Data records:

^^^^

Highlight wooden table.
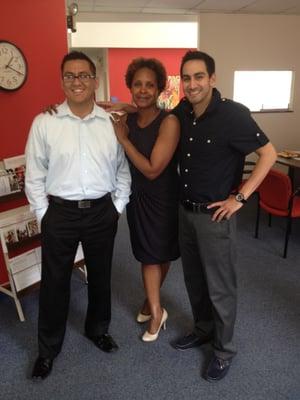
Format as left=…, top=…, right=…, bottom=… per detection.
left=276, top=156, right=300, bottom=190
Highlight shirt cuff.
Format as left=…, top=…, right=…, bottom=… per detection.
left=113, top=198, right=127, bottom=214
left=35, top=207, right=48, bottom=224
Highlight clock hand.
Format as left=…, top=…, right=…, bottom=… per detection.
left=6, top=65, right=24, bottom=75
left=6, top=56, right=13, bottom=68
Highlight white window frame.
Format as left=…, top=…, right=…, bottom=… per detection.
left=233, top=71, right=294, bottom=113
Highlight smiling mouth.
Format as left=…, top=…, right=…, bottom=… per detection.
left=188, top=90, right=201, bottom=96
left=72, top=89, right=85, bottom=94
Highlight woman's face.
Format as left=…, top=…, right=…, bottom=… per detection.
left=130, top=67, right=159, bottom=109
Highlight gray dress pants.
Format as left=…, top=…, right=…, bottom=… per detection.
left=179, top=204, right=237, bottom=360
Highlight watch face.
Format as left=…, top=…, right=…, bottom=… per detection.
left=0, top=41, right=27, bottom=91
left=235, top=193, right=245, bottom=203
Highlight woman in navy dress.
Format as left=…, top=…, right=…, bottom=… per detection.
left=111, top=58, right=180, bottom=341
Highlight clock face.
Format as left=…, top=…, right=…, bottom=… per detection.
left=0, top=41, right=27, bottom=91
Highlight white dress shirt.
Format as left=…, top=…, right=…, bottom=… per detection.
left=25, top=101, right=131, bottom=222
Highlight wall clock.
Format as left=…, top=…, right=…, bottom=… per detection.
left=0, top=40, right=28, bottom=91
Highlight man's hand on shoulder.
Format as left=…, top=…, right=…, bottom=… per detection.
left=42, top=104, right=58, bottom=115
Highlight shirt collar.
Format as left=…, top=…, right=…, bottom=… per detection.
left=57, top=100, right=110, bottom=121
left=181, top=88, right=222, bottom=118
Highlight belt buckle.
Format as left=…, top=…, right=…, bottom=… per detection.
left=78, top=200, right=91, bottom=209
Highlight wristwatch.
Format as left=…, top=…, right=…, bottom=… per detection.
left=235, top=192, right=247, bottom=204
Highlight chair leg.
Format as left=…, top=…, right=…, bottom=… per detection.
left=255, top=204, right=261, bottom=238
left=268, top=214, right=272, bottom=227
left=283, top=217, right=292, bottom=258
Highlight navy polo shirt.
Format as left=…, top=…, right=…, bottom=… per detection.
left=172, top=88, right=269, bottom=203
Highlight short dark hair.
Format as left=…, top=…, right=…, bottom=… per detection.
left=180, top=50, right=215, bottom=77
left=61, top=51, right=96, bottom=76
left=125, top=58, right=167, bottom=94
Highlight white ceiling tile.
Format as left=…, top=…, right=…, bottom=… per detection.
left=240, top=0, right=300, bottom=13
left=283, top=5, right=300, bottom=13
left=146, top=0, right=201, bottom=8
left=93, top=6, right=144, bottom=12
left=195, top=0, right=255, bottom=12
left=92, top=0, right=148, bottom=5
left=67, top=0, right=300, bottom=15
left=141, top=8, right=196, bottom=14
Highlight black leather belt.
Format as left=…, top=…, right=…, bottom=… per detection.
left=49, top=193, right=111, bottom=209
left=181, top=200, right=216, bottom=214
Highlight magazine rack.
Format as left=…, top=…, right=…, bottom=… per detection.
left=0, top=156, right=87, bottom=321
left=0, top=206, right=39, bottom=321
left=0, top=206, right=87, bottom=322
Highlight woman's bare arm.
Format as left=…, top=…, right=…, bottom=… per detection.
left=112, top=114, right=180, bottom=180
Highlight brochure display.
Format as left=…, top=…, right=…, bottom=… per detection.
left=0, top=205, right=39, bottom=321
left=0, top=155, right=26, bottom=197
left=0, top=156, right=86, bottom=321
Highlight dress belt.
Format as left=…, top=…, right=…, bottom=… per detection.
left=49, top=193, right=111, bottom=209
left=181, top=200, right=216, bottom=214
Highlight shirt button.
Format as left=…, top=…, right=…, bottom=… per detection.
left=256, top=133, right=260, bottom=136
left=185, top=169, right=188, bottom=172
left=187, top=153, right=191, bottom=157
left=189, top=137, right=193, bottom=141
left=207, top=139, right=211, bottom=143
left=193, top=121, right=196, bottom=126
left=222, top=98, right=226, bottom=101
left=184, top=184, right=188, bottom=188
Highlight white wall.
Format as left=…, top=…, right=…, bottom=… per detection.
left=199, top=14, right=300, bottom=152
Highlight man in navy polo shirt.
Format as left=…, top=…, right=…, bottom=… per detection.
left=171, top=50, right=277, bottom=381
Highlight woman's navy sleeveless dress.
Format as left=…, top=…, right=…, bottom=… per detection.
left=126, top=111, right=180, bottom=264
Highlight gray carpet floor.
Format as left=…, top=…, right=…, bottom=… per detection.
left=0, top=197, right=299, bottom=400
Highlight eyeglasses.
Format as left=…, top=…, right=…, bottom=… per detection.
left=62, top=73, right=96, bottom=83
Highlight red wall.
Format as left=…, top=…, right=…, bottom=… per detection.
left=0, top=0, right=68, bottom=284
left=108, top=48, right=189, bottom=103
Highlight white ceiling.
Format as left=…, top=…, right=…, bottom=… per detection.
left=67, top=0, right=300, bottom=15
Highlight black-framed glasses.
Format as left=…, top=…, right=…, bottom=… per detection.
left=62, top=73, right=96, bottom=83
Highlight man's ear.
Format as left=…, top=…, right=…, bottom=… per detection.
left=210, top=73, right=216, bottom=88
left=94, top=77, right=100, bottom=90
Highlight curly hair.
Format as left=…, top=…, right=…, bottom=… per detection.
left=125, top=58, right=167, bottom=94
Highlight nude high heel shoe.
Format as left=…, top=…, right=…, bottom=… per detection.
left=136, top=312, right=151, bottom=323
left=142, top=309, right=168, bottom=342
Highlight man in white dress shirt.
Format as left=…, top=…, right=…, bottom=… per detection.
left=25, top=51, right=131, bottom=380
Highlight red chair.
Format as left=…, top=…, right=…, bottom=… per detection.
left=255, top=169, right=300, bottom=258
left=239, top=159, right=259, bottom=196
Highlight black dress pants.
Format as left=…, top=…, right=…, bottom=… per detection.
left=179, top=205, right=237, bottom=360
left=38, top=196, right=118, bottom=359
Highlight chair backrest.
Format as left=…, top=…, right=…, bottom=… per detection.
left=259, top=169, right=292, bottom=210
left=243, top=160, right=256, bottom=176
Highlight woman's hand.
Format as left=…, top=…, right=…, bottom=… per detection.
left=110, top=115, right=129, bottom=144
left=97, top=101, right=137, bottom=114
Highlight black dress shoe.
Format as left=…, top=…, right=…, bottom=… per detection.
left=205, top=356, right=232, bottom=382
left=86, top=333, right=119, bottom=353
left=172, top=332, right=211, bottom=351
left=31, top=356, right=53, bottom=380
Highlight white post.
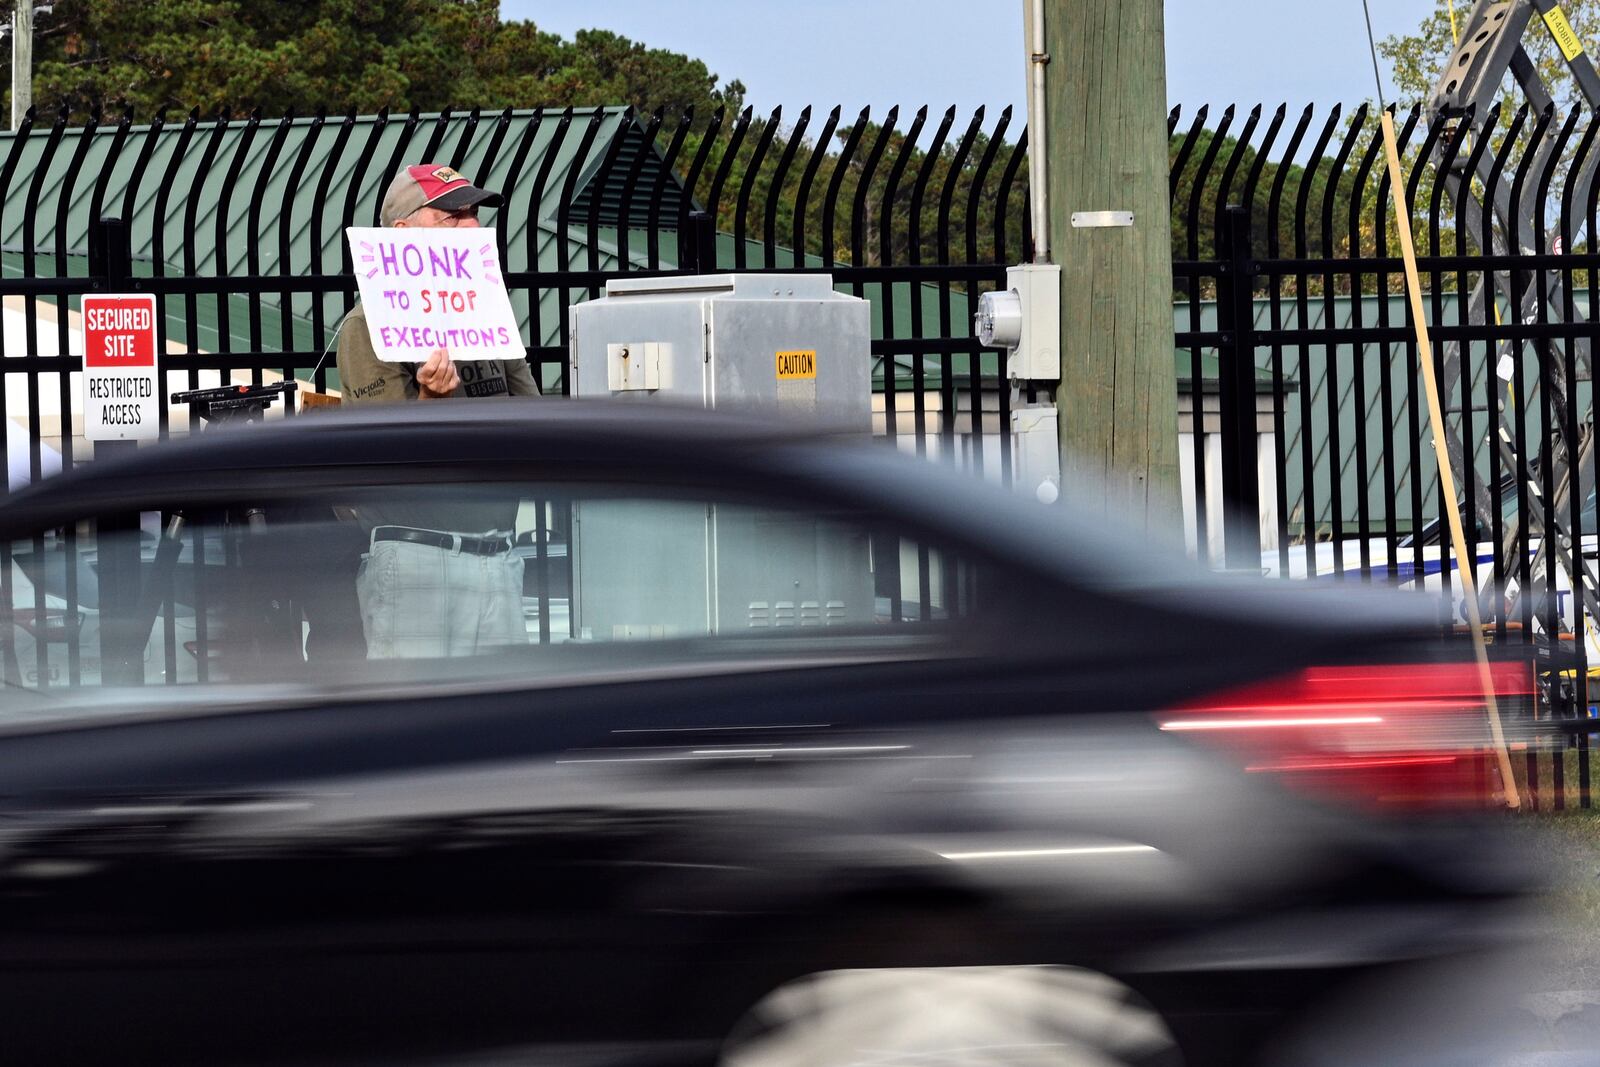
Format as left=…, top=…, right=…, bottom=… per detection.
left=11, top=0, right=30, bottom=129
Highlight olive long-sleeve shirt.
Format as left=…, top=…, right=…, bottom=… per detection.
left=335, top=304, right=541, bottom=403
left=334, top=304, right=539, bottom=535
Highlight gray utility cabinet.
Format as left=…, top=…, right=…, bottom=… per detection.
left=569, top=273, right=870, bottom=419
left=567, top=273, right=875, bottom=641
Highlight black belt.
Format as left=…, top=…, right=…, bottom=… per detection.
left=372, top=526, right=512, bottom=556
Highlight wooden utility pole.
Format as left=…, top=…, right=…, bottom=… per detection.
left=11, top=0, right=30, bottom=130
left=1026, top=0, right=1179, bottom=531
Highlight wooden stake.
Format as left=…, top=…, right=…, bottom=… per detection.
left=1378, top=110, right=1520, bottom=809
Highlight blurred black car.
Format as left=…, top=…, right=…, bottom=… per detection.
left=0, top=401, right=1552, bottom=1066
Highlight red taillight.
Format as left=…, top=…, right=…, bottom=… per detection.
left=1161, top=662, right=1532, bottom=812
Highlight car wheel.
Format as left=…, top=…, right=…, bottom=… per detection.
left=719, top=965, right=1182, bottom=1067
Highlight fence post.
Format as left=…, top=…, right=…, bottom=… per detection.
left=1217, top=204, right=1261, bottom=569
left=90, top=215, right=133, bottom=289
left=684, top=210, right=716, bottom=274
left=88, top=215, right=143, bottom=685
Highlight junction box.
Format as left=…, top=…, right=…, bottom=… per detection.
left=975, top=264, right=1063, bottom=501
left=974, top=263, right=1061, bottom=383
left=1010, top=404, right=1062, bottom=504
left=571, top=273, right=870, bottom=420
left=567, top=274, right=877, bottom=640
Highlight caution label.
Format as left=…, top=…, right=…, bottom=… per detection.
left=776, top=349, right=816, bottom=380
left=1543, top=6, right=1585, bottom=63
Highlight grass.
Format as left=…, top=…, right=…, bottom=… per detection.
left=1464, top=744, right=1600, bottom=990
left=1519, top=813, right=1600, bottom=993
left=1501, top=747, right=1600, bottom=991
left=1508, top=744, right=1598, bottom=815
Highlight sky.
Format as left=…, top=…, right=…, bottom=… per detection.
left=498, top=1, right=1444, bottom=123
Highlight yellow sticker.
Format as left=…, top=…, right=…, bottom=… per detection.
left=1543, top=6, right=1585, bottom=63
left=776, top=349, right=816, bottom=379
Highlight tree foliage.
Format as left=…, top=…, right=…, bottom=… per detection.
left=677, top=110, right=1029, bottom=270
left=1379, top=3, right=1595, bottom=267
left=1164, top=3, right=1600, bottom=297
left=11, top=0, right=1032, bottom=270
left=20, top=0, right=745, bottom=122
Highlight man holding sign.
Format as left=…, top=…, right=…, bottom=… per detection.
left=335, top=163, right=536, bottom=659
left=337, top=163, right=540, bottom=402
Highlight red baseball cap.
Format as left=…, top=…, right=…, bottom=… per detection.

^^^^

* _WORK INSTRUCTIONS_
The required output is the exact lines from the opening line of the entries through the line with "Highlight gray dress pants.", inclusive, without pictures.

* _EXPECTED ANSWER_
Highlight wooden table.
Format as left=…, top=…, right=…, bottom=… per detection.
left=276, top=156, right=300, bottom=190
Highlight shirt cuff.
Format as left=…, top=…, right=…, bottom=… per detection.
left=113, top=198, right=127, bottom=214
left=35, top=207, right=48, bottom=224
Highlight clock hand.
Format as left=…, top=…, right=…, bottom=… per detection.
left=6, top=65, right=24, bottom=75
left=6, top=56, right=13, bottom=68
Highlight white window frame.
Format as left=…, top=…, right=…, bottom=… per detection.
left=233, top=71, right=294, bottom=113
Highlight smiling mouth.
Format as left=…, top=…, right=…, bottom=… per detection.
left=188, top=90, right=201, bottom=96
left=72, top=89, right=85, bottom=94
Highlight woman's face.
Format as left=…, top=…, right=…, bottom=… per detection.
left=130, top=67, right=159, bottom=109
Highlight gray dress pants.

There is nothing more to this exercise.